→ Brief:
Copy out the encyclopedia entry on the NAACP below word for word, including its heading and every citation.

NAACP (West's Encyclopedia of American Law)
Founded in 1909, the organization formerly known as the National Association for the Advancement of Colored People and now called simply NAACP is the oldest and largest CIVIL RIGHTS organization in the United States. Headquartered in Baltimore, Maryland, with a staff of more than 220 persons, the interracial NAACP works for the elimination of RACIAL DISCRIMINATION through LOBBYING, legal action, and education. With its victories in landmark Supreme Court cases such as BROWN V. BOARD OF EDUCATION, 347 U.S. 483, 74 S. Ct. 686, 98 L. Ed. 873 (1954), as well as its sponsorship of grassroots social programs, the NAACP has been a leader in the effort to guarantee that African Americans and members of other racial minorities receive EQUAL PROTECTION under the law.

→ Data section:
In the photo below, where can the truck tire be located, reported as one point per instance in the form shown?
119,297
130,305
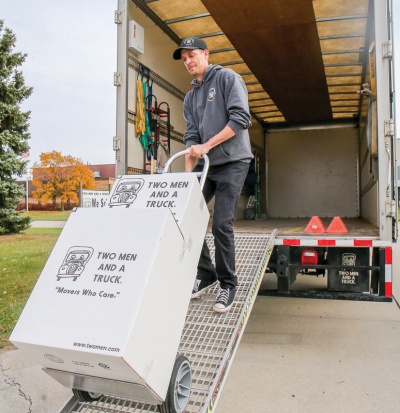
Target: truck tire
85,396
179,387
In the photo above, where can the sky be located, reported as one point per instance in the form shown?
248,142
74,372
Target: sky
72,54
71,47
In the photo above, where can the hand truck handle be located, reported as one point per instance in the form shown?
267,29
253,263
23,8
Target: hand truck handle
203,175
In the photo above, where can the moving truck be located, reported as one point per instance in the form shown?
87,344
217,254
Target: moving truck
320,83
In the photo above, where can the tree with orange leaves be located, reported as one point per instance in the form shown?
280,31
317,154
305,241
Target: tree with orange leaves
57,175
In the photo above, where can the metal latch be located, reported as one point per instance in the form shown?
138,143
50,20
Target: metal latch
387,49
389,127
391,209
116,143
118,17
117,79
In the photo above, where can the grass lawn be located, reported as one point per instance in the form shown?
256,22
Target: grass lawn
22,258
48,215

→ The answer:
NAACP (West's Encyclopedia of American Law)
Founded in 1909, the organization formerly known as the National Association for the Advancement of Colored People and now called simply NAACP is the oldest and largest CIVIL RIGHTS organization in the United States. Headquartered in Baltimore, Maryland, with a staff of more than 220 persons, the interracial NAACP works for the elimination of RACIAL DISCRIMINATION through LOBBYING, legal action, and education. With its victories in landmark Supreme Court cases such as BROWN V. BOARD OF EDUCATION, 347 U.S. 483, 74 S. Ct. 686, 98 L. Ed. 873 (1954), as well as its sponsorship of grassroots social programs, the NAACP has been a leader in the effort to guarantee that African Americans and members of other racial minorities receive EQUAL PROTECTION under the law.